[Reading text]
= = = = =

Jason Herbison (born 1972) is an Australian television producer, screenwriter and novelist, most recently serving as the executive producer of the soap opera Neighbours. He has written scripts for numerous television serials, and has published several novels.

Career
After leaving high school, Herbison was hired to work in the series Neighbours for the writing room. He has also been part of the writing team of fellow soap opera Home and Away. For 15 years, Herbison worked for British soap opera magazine Inside Soap as its Australian correspondent. He also continued working on various serial dramas, recalling "It was a lot of juggling. At one stage, I had the back half of my house in Sydney set up as a photo studio, and had soap stars coming and going all the time. I was in my late 20s, so it was a very social environment, and I got all the gossip – which I loved. Most actors were terrific fun and some very naughty!" He took over the role of producer on Neighbours from Alan Hardy in 2013. On 4 December 2013, it was confirmed that Herbison had been promoted to series producer, succeeding Richard Jasek.

= = = = =

[Instructions]
#1 Render this sentence from the Jason Herbison biography in Spanish: "He has also been part of the writing team of fellow soap opera Home and Away."
#2 Carry the Jason Herbison biography forward with a further passage that begins right after its closing sentence.

= = = = =

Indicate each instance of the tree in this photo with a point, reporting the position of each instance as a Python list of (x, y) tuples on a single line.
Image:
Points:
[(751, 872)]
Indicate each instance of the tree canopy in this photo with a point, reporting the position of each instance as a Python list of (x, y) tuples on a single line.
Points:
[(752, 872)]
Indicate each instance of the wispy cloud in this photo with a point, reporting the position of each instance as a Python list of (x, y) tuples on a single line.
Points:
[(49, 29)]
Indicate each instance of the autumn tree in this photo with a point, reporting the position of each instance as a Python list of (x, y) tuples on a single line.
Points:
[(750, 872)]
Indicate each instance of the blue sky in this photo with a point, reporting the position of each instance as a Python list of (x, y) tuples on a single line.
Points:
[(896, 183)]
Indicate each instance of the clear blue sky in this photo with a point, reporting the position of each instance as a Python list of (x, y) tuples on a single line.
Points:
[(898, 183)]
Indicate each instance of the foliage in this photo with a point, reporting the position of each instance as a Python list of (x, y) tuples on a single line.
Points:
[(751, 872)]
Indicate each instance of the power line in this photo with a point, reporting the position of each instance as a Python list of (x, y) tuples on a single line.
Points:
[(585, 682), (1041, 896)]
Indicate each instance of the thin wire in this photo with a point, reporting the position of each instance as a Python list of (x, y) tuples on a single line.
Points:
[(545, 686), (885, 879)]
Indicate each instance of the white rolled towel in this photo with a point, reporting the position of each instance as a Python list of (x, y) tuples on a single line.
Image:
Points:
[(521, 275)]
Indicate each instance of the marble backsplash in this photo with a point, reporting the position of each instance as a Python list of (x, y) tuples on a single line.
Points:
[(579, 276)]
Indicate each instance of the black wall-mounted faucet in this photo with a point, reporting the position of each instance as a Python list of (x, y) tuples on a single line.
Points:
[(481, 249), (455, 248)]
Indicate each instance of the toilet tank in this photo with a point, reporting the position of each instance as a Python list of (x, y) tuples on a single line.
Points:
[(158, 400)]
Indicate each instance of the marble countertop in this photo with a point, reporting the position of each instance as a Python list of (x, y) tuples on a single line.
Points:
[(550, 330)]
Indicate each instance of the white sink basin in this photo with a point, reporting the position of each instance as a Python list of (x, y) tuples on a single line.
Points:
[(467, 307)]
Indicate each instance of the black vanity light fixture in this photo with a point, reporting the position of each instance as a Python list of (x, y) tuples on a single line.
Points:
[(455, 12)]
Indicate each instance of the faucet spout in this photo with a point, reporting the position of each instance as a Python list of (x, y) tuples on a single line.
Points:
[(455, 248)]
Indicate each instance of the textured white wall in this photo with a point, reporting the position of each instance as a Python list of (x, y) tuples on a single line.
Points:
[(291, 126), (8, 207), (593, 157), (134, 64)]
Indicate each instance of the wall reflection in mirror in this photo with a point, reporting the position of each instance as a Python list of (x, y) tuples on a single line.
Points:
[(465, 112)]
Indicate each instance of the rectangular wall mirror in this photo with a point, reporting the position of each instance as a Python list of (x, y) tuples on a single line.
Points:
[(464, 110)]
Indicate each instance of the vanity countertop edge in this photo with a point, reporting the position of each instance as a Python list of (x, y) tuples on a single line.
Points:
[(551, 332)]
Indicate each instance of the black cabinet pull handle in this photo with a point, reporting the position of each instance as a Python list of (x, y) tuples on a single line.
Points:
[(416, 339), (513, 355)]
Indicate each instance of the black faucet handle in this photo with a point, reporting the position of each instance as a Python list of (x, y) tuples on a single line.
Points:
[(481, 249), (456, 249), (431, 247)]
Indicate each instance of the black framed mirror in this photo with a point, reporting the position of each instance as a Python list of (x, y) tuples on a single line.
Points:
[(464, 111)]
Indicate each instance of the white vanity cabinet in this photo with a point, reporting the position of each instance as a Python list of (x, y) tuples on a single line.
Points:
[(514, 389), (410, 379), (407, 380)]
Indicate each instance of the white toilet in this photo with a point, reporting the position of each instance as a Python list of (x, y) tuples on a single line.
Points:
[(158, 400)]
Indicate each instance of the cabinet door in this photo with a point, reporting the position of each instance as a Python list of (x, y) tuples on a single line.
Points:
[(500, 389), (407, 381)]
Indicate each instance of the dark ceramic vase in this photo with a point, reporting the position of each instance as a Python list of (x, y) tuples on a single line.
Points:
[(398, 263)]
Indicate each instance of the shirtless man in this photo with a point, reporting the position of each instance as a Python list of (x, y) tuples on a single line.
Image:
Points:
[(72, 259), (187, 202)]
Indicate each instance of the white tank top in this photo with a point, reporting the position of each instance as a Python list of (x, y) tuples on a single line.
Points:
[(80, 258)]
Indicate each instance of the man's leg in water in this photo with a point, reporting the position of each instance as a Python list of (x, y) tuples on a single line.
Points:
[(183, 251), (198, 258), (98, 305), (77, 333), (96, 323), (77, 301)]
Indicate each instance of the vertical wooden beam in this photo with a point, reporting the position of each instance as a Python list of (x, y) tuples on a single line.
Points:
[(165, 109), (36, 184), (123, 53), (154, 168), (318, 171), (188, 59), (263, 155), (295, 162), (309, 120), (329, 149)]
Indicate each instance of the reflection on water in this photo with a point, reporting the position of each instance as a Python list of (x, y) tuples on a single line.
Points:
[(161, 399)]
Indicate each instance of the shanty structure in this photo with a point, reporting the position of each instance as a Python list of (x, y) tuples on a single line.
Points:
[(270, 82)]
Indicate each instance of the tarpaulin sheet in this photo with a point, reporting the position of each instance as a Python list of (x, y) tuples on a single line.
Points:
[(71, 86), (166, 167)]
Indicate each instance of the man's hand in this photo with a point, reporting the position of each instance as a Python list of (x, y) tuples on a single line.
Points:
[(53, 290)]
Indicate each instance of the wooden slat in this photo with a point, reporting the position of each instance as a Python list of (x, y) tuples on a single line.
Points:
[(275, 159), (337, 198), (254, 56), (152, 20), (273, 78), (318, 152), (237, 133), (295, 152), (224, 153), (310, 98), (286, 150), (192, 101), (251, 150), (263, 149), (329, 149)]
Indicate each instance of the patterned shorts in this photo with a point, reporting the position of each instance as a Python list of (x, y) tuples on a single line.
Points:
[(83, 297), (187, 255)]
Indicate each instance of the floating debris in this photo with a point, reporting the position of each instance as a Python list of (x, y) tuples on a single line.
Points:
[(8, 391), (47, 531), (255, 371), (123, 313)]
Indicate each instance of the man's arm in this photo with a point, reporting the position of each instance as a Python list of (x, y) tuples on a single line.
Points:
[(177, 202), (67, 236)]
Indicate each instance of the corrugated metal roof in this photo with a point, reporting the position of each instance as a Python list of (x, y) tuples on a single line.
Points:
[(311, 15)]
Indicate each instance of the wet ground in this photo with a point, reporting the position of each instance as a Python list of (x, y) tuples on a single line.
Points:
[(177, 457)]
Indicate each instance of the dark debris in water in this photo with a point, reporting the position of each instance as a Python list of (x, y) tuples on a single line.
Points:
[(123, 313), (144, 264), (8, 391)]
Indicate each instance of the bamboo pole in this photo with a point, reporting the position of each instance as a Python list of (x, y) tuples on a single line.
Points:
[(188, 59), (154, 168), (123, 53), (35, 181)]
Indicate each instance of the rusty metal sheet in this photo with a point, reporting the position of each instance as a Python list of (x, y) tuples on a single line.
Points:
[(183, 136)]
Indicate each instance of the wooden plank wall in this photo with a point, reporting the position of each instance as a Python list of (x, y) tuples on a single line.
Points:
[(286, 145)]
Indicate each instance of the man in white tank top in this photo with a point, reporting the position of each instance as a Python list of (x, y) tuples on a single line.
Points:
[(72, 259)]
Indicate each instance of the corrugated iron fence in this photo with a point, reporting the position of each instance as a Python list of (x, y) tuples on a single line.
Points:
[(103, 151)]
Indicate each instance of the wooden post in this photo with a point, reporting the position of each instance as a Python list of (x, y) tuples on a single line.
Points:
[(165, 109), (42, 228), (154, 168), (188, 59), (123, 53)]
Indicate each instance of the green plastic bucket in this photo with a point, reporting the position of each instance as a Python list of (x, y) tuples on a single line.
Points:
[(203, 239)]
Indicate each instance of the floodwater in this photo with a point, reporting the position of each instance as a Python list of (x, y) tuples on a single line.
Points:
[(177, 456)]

= = = = =

[Answers provided]
#1 También ha formado parte del equipo de guionistas de Home and Away, otra telenovela.

#2
Herbison created the 2021 miniseries Lie With Me starring Brett Tucker and Charlie Brooks. The series was commissioned by Network 10 in Australia and Channel 5 in the UK. It was filmed in Melbourne. Following the success of Lie With Me, Herbison created and co-wrote two further dramas Riptide and Heat for Network 10 and Channel 5.

Select TV credits
Neighbours (1990–92, 1998–2002, 2010–11, 2012–) – writer, storyliner, script producer, producer, series producer, executive producer
Shortland Street (1991, 2010) – writer
Paradise Beach (1993–1994) – writer
Home and Away (1995, 2004–2008, 2012) – writer, script editor
Flipper (1995)
Echo Point (1995)
Pacific Drive (1996) – writer
Breakers (1998–1999) – writer
Above the Law (2000) – writer
Always Greener (2001–2003) – writer
Out of the Blue (2008) – script producer, writer
Rescue Special Ops (2009) – writer, story producer
Lie With Me (2021) – writer, executive producer
Riptide (2022) – writer
Heat (2023) – writer

Novels
And the Winner Is (1996)
The Big Break (1996)
Bondi Parade (1998)
Chart Sensation (1998)
The Cruellest Cut (1996)
Money Talks (1998)
The Price of Fame (1998)

References

External links

Jason Herbison at AustLit

Australian screenwriters
Australian male novelists
Living people
Place of birth missing (living people)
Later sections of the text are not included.